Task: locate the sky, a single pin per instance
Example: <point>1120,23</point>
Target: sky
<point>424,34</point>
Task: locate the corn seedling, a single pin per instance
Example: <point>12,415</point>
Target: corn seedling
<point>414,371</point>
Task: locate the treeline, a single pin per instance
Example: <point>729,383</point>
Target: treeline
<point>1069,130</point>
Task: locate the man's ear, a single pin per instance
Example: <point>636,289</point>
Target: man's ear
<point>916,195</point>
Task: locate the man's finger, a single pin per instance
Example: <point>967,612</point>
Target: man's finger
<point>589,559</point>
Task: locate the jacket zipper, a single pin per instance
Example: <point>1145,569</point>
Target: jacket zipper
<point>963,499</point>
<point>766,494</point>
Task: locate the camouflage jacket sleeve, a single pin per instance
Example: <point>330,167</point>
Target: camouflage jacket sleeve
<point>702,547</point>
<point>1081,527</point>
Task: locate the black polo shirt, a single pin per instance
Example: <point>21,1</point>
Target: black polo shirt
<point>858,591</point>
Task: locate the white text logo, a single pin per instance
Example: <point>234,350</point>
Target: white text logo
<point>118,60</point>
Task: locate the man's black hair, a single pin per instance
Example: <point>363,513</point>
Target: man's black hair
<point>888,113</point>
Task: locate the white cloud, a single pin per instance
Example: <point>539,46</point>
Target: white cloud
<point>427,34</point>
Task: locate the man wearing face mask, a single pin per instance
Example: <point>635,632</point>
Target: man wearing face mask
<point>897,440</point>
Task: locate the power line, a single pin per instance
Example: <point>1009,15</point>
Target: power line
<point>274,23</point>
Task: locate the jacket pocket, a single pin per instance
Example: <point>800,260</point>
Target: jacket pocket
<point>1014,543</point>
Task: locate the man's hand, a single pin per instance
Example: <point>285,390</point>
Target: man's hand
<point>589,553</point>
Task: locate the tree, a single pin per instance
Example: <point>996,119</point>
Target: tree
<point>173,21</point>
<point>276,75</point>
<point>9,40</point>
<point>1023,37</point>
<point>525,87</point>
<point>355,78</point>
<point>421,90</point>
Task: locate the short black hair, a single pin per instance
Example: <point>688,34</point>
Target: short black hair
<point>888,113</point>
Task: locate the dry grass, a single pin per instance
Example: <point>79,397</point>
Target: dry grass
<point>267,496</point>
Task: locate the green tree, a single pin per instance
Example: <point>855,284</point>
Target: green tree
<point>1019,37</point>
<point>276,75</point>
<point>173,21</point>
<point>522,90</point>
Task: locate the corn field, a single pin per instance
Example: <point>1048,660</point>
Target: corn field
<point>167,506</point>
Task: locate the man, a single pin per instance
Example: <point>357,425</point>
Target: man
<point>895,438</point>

Goal of the exercise: Your answer must be the lines above, unchanged, from the first one through the line that holds "Task: locate the power", inclusive, and no others.

Exercise solution:
Task: locate the sky, a single pin per instance
Example: <point>1120,23</point>
Target: sky
<point>424,34</point>
Task: locate the corn seedling, a single pin per instance
Example: <point>12,415</point>
Target: corn seedling
<point>414,371</point>
Task: locate the treeline, a single pin per instance
Example: <point>729,383</point>
Target: treeline
<point>1069,130</point>
Task: locate the man's ear, a single pin per instance
Example: <point>636,289</point>
Target: man's ear
<point>916,195</point>
Task: locate the man's finger, a single pin per instance
Example: <point>967,612</point>
Target: man's finger
<point>589,559</point>
Task: locate the jacket zipper, a single pin per instance
Example: <point>1145,569</point>
Target: jacket zipper
<point>963,499</point>
<point>766,494</point>
Task: locate the camouflage jacket sleeve, a single pin per instance
Example: <point>330,167</point>
Target: camouflage jacket sleeve
<point>702,547</point>
<point>1081,527</point>
Task: locate the black polo shirt, a single pin per instance
Example: <point>21,1</point>
Target: black polo shirt
<point>858,591</point>
Task: locate the white text logo, a single pin per instance
Example: <point>234,350</point>
Target: white text logo
<point>118,60</point>
Task: locate the man's black hair, a single pin per instance
Example: <point>363,513</point>
Target: man's black hair
<point>888,113</point>
Task: locate the white cloud, a single pin per instance
Example: <point>539,46</point>
Target: white cloud
<point>427,34</point>
Task: locate the man wearing face mask, a single pin per instance
Example: <point>635,632</point>
Target: man wearing face mask
<point>897,440</point>
Task: locate the power line, a single pin per instance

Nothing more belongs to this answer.